TO DO >>
Copy out the stretch from the line containing "Each instance of" through the end of the entries, both ends included, with each line unchanged. Leave the pictures out of your answer.
─── EXTRACTED MATERIAL
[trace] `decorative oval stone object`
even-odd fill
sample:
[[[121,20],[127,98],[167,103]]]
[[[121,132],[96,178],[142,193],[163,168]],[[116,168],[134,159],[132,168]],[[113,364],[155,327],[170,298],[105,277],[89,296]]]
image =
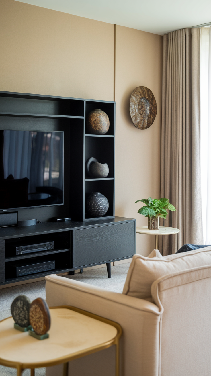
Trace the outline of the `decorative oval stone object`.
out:
[[[87,204],[88,212],[93,217],[103,217],[107,213],[109,204],[105,196],[94,192],[89,196]]]
[[[43,335],[49,330],[50,326],[49,309],[46,302],[42,298],[38,298],[31,303],[29,309],[29,320],[34,331],[37,335]],[[29,334],[32,335],[30,332]]]
[[[130,114],[135,127],[146,129],[150,127],[157,114],[153,94],[148,88],[139,86],[133,91],[130,102]]]
[[[11,313],[15,323],[23,328],[30,325],[30,302],[25,295],[19,295],[14,299],[11,305]]]
[[[93,163],[94,162],[98,162],[97,159],[96,159],[96,158],[94,158],[93,157],[91,157],[91,158],[88,158],[88,159],[86,161],[85,164],[85,170],[87,175],[91,176],[90,173],[90,167]]]
[[[99,163],[99,162],[93,163],[90,170],[93,177],[106,177],[109,172],[107,163]]]
[[[92,134],[105,134],[109,129],[109,125],[108,116],[102,110],[94,110],[88,114],[87,127]]]

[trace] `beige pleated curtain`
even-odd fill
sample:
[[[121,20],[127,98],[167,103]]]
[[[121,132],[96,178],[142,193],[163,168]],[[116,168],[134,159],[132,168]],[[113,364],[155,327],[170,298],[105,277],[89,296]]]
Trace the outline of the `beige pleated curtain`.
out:
[[[161,226],[179,229],[160,236],[163,256],[184,244],[203,244],[200,173],[200,29],[163,36],[161,197],[176,208]]]

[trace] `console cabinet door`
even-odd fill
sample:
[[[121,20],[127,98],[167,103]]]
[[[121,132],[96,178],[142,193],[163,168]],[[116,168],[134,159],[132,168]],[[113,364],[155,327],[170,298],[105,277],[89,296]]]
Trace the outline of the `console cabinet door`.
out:
[[[134,254],[135,222],[75,231],[75,267],[108,262]]]

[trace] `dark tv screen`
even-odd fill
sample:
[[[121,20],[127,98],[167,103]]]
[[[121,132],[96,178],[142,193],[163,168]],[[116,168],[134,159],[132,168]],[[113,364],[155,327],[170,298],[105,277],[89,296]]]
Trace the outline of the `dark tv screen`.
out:
[[[64,132],[0,130],[0,210],[62,205]]]

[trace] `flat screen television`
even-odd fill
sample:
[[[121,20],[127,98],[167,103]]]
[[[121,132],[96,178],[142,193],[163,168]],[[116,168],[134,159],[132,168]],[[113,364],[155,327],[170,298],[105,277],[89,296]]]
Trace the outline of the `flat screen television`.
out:
[[[64,132],[0,130],[0,210],[64,204]]]

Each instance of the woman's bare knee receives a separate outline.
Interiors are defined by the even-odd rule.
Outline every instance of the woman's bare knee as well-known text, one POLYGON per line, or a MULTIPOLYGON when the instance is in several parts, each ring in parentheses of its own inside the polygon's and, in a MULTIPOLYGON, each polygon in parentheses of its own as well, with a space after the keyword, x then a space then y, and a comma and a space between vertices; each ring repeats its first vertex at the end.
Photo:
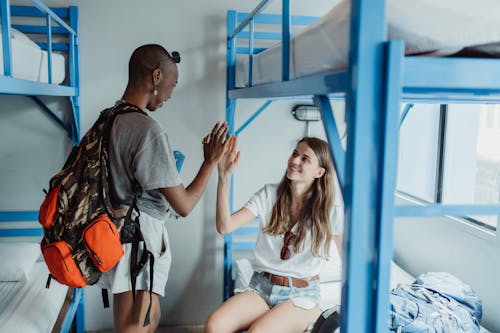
──────
COMPLETED TASK >>
Each instance of the woman's bare knee receives a separate outline.
Interiors are defined by the even-odd rule.
Outline every instance of the woman's bare knee as well-known text, one POLYGON per line, or a MULTIPOLYGON when the instance is in several parts, each ring in parentheses of its own inside the polygon's and, in a MULTIPOLYGON, each polygon in parentheses of its own as well, with a space after the keyword, x then a space then y, and a comma and a space between vertices; each ring repeats its first vertex at the end.
Photo:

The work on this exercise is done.